Data excerpts:
Begin

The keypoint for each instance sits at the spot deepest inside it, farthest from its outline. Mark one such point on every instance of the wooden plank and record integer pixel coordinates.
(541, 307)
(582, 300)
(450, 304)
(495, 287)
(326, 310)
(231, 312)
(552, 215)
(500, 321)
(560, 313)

End

What you are asked to do:
Rewrite the entries above as a two-column CSV with the header instruction,response and one row per entry. Put each entry's text in the instruction field and its answer in the response field, enclose each field in double quotes, and replace line breaks with spaces.

Expected answer:
instruction,response
"The keypoint for each instance sits at the spot deepest inside it, farthest from its outline. Mark one such point on every instance of the wooden plank and record integer pixel coordinates.","(541, 307) (582, 300) (450, 304) (495, 287) (326, 310) (231, 312) (552, 215) (500, 321) (560, 313)"